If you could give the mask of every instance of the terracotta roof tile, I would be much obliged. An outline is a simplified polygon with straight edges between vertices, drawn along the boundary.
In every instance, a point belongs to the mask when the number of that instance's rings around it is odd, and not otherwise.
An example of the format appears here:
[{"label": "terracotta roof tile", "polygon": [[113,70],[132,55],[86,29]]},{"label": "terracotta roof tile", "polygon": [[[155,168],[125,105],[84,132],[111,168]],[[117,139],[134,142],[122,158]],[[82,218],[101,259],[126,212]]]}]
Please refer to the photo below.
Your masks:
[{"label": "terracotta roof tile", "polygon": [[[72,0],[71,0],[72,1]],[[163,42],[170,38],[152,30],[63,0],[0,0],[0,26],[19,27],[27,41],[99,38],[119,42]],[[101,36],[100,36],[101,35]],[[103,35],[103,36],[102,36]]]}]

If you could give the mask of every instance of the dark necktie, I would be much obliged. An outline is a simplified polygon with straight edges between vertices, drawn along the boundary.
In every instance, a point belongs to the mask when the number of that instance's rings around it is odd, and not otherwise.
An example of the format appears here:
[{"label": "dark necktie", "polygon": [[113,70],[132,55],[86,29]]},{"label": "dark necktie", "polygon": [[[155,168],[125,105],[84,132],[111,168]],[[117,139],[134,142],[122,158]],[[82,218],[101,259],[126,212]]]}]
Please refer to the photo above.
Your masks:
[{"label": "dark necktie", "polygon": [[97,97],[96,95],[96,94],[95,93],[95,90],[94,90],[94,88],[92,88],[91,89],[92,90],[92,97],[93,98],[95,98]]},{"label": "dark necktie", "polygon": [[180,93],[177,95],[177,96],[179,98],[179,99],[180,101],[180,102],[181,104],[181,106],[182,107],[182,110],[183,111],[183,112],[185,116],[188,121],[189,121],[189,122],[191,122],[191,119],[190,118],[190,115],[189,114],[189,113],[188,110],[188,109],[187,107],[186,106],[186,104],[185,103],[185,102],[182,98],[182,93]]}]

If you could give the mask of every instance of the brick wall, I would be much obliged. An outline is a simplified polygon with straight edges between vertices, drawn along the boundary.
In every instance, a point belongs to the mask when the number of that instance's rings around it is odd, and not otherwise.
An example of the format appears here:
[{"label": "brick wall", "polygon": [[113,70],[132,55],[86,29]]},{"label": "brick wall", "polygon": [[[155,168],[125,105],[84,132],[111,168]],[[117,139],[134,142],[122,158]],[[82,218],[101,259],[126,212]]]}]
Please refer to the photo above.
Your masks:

Problem to solve:
Reproduce all the entries above with "vertices" changed to "corner points" at each occurrence and no other changes.

Full solution:
If you could give the mask of every instance of the terracotta roof tile, I would be much obliged. An outline is a simplified polygon with straight edges between corner points, drawn along the boundary.
In every instance, a point belongs to the mask when the number of that instance's rings around it is odd, and not otherwise.
An example of the format appears here:
[{"label": "terracotta roof tile", "polygon": [[113,70],[132,55],[86,29]]},{"label": "terracotta roof tile", "polygon": [[[155,168],[125,105],[84,132],[111,168]],[[117,139],[134,142],[122,158]],[[82,218],[101,259],[126,212]]]}]
Please refer to the photo below.
Your masks:
[{"label": "terracotta roof tile", "polygon": [[[72,0],[71,0],[72,1]],[[163,42],[170,38],[152,30],[63,0],[0,0],[0,26],[19,27],[27,41],[99,38],[119,42]],[[101,36],[100,36],[101,35]],[[103,35],[103,36],[102,36]]]}]

If you could give the mask of every instance of the dark necktie, I would be much obliged. An outline is a simplified polygon with straight edges between corner points, drawn along the boundary.
In every instance, a point belongs to the mask when the number of that instance's rings around it is odd, and not otherwise.
An example of the format appears here:
[{"label": "dark necktie", "polygon": [[113,70],[132,55],[86,29]]},{"label": "dark necktie", "polygon": [[[155,168],[125,105],[84,132],[111,168]],[[117,139],[134,142],[122,158]],[[82,218],[101,259],[126,212]]]}]
Please refer to the photo above.
Your masks:
[{"label": "dark necktie", "polygon": [[97,97],[96,95],[96,94],[95,93],[95,90],[94,90],[94,88],[92,88],[91,89],[92,90],[92,97],[93,98],[95,98]]},{"label": "dark necktie", "polygon": [[180,93],[177,95],[177,96],[179,98],[179,99],[180,101],[180,102],[181,104],[181,106],[182,107],[182,110],[183,111],[183,112],[185,116],[188,121],[189,121],[189,122],[191,122],[191,119],[190,118],[190,115],[189,114],[189,113],[188,110],[188,109],[187,107],[186,106],[186,104],[185,103],[185,102],[182,98],[182,93]]}]

If you could give the mask of every instance of the brick wall, I would be much obliged. An outline is a simplified polygon with straight edges between corner points, drawn along the boundary.
In every instance, a point belongs to the mask when the number of that instance's rings around it is odd, and not otherwise.
An example of the format appears here:
[{"label": "brick wall", "polygon": [[113,70],[132,55],[86,29]]},{"label": "brick wall", "polygon": [[[155,168],[125,105],[84,132],[111,168]],[[117,139],[134,142],[122,158]],[[82,218],[101,259],[126,212]]]}]
Please refer to the photo above.
Your masks:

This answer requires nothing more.